GIVEN REQUEST. Please retype the part of the memory error competition text that opens with the words "This competition focuses" and closes with "modern data centers.", keeping every word unchanged.

DOCUMENT SECTION.
This competition focuses on predicting Uncorrectable Errors (UEs) in Dynamic random-access memory(DRAM), a critical issue impacting data center reliability and cloud service availability. As data centers expand to meet the growing demands of cloud computing and web-based applications, hardware failures, particularly memory failures, have become a significant threat to server reliability and uptime. Participants will tackle challenges such as data noise, extreme class imbalance, heterogeneous data sources, and hardware aging, using a real-world dataset containing memory system configurations, error logs, and failure tags. The goal is to develop efficient and generalized solutions for UE prediction, fostering advancements in machine learning applications for web-centric and cloud environments, ultimately enhancing the reliability and resilience of modern data centers.

Uncorrectable Errors (UEs) of Dynamic random-access memory (DRAM) have been identified as a major failure cause in data centers. The multi-bit UE failure of High Bandwidth Memory (HBM) poses a significant threat to the availability and reliability of servers and entire computing clusters. Forecasting UEs before enacting preemptive maintenance measures has emerged as a viable strategy for diminishing server outages. Several machine-learning based solutions have also been proposed.

However, predicting UEs presents several challenges: data noise and extreme class imbalance, as UEs are exceptionally rare in memory events; heterogeneous data sources, since DRAMs in operational environments originate from diverse manufacturing or architectural platforms; distribution shifts caused by hardware aging; and latent factors introduced by the dynamic access mechanisms of memory.

MATERIAL PROVIDED.

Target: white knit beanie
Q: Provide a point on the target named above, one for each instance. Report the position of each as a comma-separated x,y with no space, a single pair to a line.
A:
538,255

TASK RESPONSE.
This competition focuses on predicting Uncorrectable Errors (UEs) in Dynamic random-access memory(DRAM), a critical issue impacting data center reliability and cloud service availability. As data centers expand to meet the growing demands of cloud computing and web-based applications, hardware failures, particularly memory failures, have become a significant threat to server reliability and uptime. Participants will tackle challenges such as data noise, extreme class imbalance, heterogeneous data sources, and hardware aging, using a real-world dataset containing memory system configurations, error logs, and failure tags. The goal is to develop efficient and generalized solutions for UE prediction, fostering advancements in machine learning applications for web-centric and cloud environments, ultimately enhancing the reliability and resilience of modern data centers.